─── Excerpted text ───

Called to Serve the First Nations From Miami, Florida

 

“Give away our home?” I asked.  The discernment that my wife Mary had was right.  This act of obedience was to be the biggest step of faith that has taken us to where we are today.

 

Our family of six, by today’s standards lived a very comfortable and blessed existence.  We owned a paid off, cherry wood furnished 3X2 condominium in Miami, Florida.  I had a successful career with the second largest Hispanic television network, and our future finances were virtually secured due to family wealth.  We owned to paid off cars and no absolutely no debt. God had bonded us as a tightly knit and loving family.  Does it sound like the perfect American dream?  Yet Mary and I were terribly disillusioned.  Christianity, as we knew it, had become disappointing and boring.  It seemed for us that Jesus represented no more than Sunday church, cell groups, and an occasional outreach to the lost.  All of this, in a frantic city that seemingly had little time for the things of God.

─── Data excerpts ───

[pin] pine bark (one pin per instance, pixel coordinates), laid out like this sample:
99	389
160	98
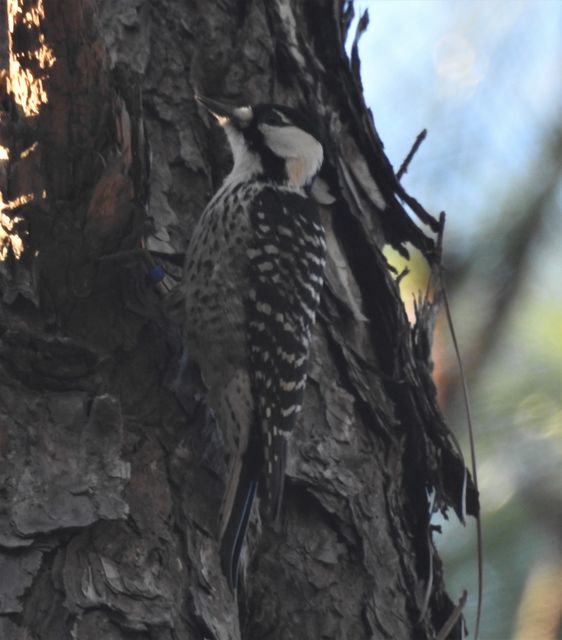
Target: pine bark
110	487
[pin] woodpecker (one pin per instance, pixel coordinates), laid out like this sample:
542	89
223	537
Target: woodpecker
252	284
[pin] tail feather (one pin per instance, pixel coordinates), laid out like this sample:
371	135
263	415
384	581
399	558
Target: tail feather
236	524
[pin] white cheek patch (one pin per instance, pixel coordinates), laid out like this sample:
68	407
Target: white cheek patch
302	151
246	163
244	114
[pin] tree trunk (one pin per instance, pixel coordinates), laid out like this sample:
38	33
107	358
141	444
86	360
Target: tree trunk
111	488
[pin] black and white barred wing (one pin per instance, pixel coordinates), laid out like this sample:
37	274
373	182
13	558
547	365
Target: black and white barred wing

───

■ **What to do**:
1 – In one to three sentences, explain why, according to the testimony, the writer and Mary were terribly disillusioned despite their comfortable life.
2 – Arrange every line of the listing above as a numbered list, from its first line to its last, skipping blank lines and leaving the pictures out of the answer.
The listing has no connection to the testimony.

■ **Task-by-task answers**:
1 – Christianity as they knew it had become disappointing and boring to them. Jesus seemed to represent no more than Sunday church, group meetings, and an occasional outreach to the lost, all in a frantic city that seemed to have little time for the things of God.

2 –
1. [pin] pine bark (one pin per instance, pixel coordinates), laid out like this sample:
2. 99	389
3. 160	98
4. Target: pine bark
5. 110	487
6. [pin] woodpecker (one pin per instance, pixel coordinates), laid out like this sample:
7. 542	89
8. 223	537
9. Target: woodpecker
10. 252	284
11. [pin] tail feather (one pin per instance, pixel coordinates), laid out like this sample:
12. 371	135
13. 263	415
14. 384	581
15. 399	558
16. Target: tail feather
17. 236	524
18. [pin] white cheek patch (one pin per instance, pixel coordinates), laid out like this sample:
19. 68	407
20. Target: white cheek patch
21. 302	151
22. 246	163
23. 244	114
24. [pin] tree trunk (one pin per instance, pixel coordinates), laid out like this sample:
25. 38	33
26. 107	358
27. 141	444
28. 86	360
29. Target: tree trunk
30. 111	488
31. [pin] black and white barred wing (one pin per instance, pixel coordinates), laid out like this sample:
32. 37	274
33. 373	182
34. 13	558
35. 547	365
36. Target: black and white barred wing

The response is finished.